→ **Informazioni sul compito**
Stampa parola per parola il brano del testo sulle rocce marziane che va da "Nicola Cantasano e" giù fino a "Journal of Astrobiology.", compresi questi due punti.

→ **Testo fornito**
▽

Nicola Cantasano e Vincenzo Rizzo dell’Istituto per i sistemi agricoli e forestali del Mediterraneo del Consiglio nazionale delle ricerche di Cosenza (Isafom-Cnr) hanno condotto uno studio sistematico delle fotografie delle rocce marziane scattate dai rover Opportunity, Spirit e Curiosity, rilevando analogie non solo con le strutture delle microbialiti terrestri (rocce costruite dai batteri) alle diverse scale dimensionali (microscopiche, ma soprattutto meso e macroscopiche, aventi carattere discriminante), ma anche nelle tracce attribuibili alla produzione batterica di gas e di gelatine adesive altamente plastiche. Lo studio è pubblicato su International Journal of Astrobiology.
“Attestato già nel 2009 che le lamine sub-millimetriche dei sedimenti marziani e le cosiddette Blueberry (sferule ematitiche di dimensioni millimetriche) non erano omogee, ma costituite da aggregazioni strutturali di grumi e microsferule più piccole (da 1/10 a 3/10 di millimetro), i primi studi si erano concentrati sulla morfologia delle singole microstrutture, individuando altre interessanti aggregazioni, quali polisferule, filamenti e filamenti intrecciati di microsferule”, spiega Cantasano. “L’attenzione si è poi spostata sulla dislocazione di tali microstrutture sul piano di osservazione: la tessitura delle immagini è infatti una sorta di marker genetico che dipende dall’ambiente di sedimentazione e dalla attività batterica. Tale analisi, eseguita su un gruppo di circa 40 coppie di immagini sia dei rover che di microbialiti museali, ha evidenziato l’esistenza di interessanti trame a filamenti intrecciati, con forti parallelismi morfologici alla stessa scala”.

△

→ **Voci fornite**
▽

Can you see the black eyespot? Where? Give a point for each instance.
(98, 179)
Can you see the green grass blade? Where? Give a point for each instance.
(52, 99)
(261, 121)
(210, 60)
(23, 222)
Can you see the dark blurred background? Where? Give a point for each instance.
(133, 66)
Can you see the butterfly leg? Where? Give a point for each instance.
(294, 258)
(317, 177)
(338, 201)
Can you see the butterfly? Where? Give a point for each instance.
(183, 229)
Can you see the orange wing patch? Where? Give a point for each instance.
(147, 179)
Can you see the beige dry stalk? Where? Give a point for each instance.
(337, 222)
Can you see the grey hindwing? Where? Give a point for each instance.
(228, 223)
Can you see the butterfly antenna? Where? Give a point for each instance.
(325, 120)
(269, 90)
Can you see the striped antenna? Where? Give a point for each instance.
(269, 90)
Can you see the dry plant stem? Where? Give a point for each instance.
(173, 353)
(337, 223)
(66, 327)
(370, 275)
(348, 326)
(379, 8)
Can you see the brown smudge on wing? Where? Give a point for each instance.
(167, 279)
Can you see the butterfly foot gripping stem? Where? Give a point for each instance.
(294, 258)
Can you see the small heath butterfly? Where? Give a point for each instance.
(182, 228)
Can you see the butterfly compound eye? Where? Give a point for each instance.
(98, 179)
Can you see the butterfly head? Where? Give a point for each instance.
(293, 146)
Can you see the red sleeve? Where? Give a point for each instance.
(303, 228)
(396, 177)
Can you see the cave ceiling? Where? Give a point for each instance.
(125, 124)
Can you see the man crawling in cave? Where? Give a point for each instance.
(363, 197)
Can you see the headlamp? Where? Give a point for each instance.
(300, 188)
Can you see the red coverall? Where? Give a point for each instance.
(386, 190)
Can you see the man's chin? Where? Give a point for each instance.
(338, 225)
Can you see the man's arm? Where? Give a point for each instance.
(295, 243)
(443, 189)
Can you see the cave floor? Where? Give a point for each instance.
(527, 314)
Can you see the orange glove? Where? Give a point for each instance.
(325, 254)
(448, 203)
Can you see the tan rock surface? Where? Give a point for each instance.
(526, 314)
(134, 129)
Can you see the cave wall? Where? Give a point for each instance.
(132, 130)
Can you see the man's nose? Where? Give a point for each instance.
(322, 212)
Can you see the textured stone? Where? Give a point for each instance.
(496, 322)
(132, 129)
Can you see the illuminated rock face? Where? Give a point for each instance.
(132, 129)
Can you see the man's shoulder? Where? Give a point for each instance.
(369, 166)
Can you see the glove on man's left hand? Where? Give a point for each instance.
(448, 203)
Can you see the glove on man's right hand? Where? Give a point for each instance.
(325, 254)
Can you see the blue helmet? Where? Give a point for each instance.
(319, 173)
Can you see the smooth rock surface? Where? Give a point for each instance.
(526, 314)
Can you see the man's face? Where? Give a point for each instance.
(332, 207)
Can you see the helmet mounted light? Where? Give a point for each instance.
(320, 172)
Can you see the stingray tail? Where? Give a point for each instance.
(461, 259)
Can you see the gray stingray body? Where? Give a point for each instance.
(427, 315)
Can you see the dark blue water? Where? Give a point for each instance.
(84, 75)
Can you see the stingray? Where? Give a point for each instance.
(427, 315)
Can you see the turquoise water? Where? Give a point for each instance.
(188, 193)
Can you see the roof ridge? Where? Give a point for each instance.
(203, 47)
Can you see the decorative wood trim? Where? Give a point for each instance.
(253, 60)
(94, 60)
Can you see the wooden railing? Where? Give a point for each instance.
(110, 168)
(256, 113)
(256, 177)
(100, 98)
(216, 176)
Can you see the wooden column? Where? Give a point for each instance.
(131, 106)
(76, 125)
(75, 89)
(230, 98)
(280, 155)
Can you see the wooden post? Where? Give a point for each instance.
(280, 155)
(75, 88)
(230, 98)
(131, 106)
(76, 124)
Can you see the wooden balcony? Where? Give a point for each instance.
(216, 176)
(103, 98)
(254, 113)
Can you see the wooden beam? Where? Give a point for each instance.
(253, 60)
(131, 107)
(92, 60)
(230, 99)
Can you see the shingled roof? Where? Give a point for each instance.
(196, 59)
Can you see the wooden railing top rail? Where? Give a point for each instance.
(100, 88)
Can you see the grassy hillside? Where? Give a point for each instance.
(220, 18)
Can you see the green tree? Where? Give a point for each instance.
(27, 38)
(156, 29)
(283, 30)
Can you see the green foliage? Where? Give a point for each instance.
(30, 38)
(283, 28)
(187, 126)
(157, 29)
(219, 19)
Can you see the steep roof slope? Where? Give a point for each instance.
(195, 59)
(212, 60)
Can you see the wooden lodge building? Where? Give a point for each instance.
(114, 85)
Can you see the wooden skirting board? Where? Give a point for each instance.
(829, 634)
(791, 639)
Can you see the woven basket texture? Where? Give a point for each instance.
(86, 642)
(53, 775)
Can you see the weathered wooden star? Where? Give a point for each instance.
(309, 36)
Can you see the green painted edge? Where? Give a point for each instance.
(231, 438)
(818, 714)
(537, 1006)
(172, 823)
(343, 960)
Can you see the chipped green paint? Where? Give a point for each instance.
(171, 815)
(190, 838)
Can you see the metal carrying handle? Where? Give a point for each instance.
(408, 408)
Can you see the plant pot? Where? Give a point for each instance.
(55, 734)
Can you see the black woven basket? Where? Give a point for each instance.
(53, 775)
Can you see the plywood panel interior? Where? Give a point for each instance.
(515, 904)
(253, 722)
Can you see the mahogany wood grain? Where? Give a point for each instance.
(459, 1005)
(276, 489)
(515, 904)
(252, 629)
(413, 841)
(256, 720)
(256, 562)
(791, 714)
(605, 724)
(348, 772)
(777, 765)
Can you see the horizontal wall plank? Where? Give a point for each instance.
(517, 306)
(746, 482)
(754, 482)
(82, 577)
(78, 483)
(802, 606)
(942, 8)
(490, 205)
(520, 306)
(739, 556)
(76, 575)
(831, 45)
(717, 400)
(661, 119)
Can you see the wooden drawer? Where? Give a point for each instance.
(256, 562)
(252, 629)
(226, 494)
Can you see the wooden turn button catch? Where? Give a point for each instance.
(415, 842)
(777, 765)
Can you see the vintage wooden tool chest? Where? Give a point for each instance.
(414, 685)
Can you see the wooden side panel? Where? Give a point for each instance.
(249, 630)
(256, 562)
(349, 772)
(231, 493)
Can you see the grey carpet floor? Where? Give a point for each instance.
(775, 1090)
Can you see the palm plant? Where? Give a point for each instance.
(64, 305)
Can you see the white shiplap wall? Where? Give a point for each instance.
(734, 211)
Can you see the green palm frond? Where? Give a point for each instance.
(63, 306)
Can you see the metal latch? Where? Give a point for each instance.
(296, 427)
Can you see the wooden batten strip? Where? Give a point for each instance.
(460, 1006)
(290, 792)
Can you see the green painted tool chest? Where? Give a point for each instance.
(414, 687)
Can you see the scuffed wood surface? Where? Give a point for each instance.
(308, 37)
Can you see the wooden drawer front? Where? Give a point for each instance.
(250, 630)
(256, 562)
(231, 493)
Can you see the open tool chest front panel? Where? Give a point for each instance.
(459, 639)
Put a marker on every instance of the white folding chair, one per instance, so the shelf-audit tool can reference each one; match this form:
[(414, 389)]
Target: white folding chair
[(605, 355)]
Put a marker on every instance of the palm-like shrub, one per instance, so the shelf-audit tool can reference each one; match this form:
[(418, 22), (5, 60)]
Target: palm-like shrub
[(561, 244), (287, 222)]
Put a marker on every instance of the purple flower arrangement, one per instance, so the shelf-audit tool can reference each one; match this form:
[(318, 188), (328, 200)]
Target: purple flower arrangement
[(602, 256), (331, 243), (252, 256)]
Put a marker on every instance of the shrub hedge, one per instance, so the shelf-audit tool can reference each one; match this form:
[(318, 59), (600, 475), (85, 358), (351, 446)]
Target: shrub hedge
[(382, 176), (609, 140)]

△

→ **Risposta al compito**
Nicola Cantasano e Vincenzo Rizzo dell’Istituto per i sistemi agricoli e forestali del Mediterraneo del Consiglio nazionale delle ricerche di Cosenza (Isafom-Cnr) hanno condotto uno studio sistematico delle fotografie delle rocce marziane scattate dai rover Opportunity, Spirit e Curiosity, rilevando analogie non solo con le strutture delle microbialiti terrestri (rocce costruite dai batteri) alle diverse scale dimensionali (microscopiche, ma soprattutto meso e macroscopiche, aventi carattere discriminante), ma anche nelle tracce attribuibili alla produzione batterica di gas e di gelatine adesive altamente plastiche. Lo studio è pubblicato su International Journal of Astrobiology.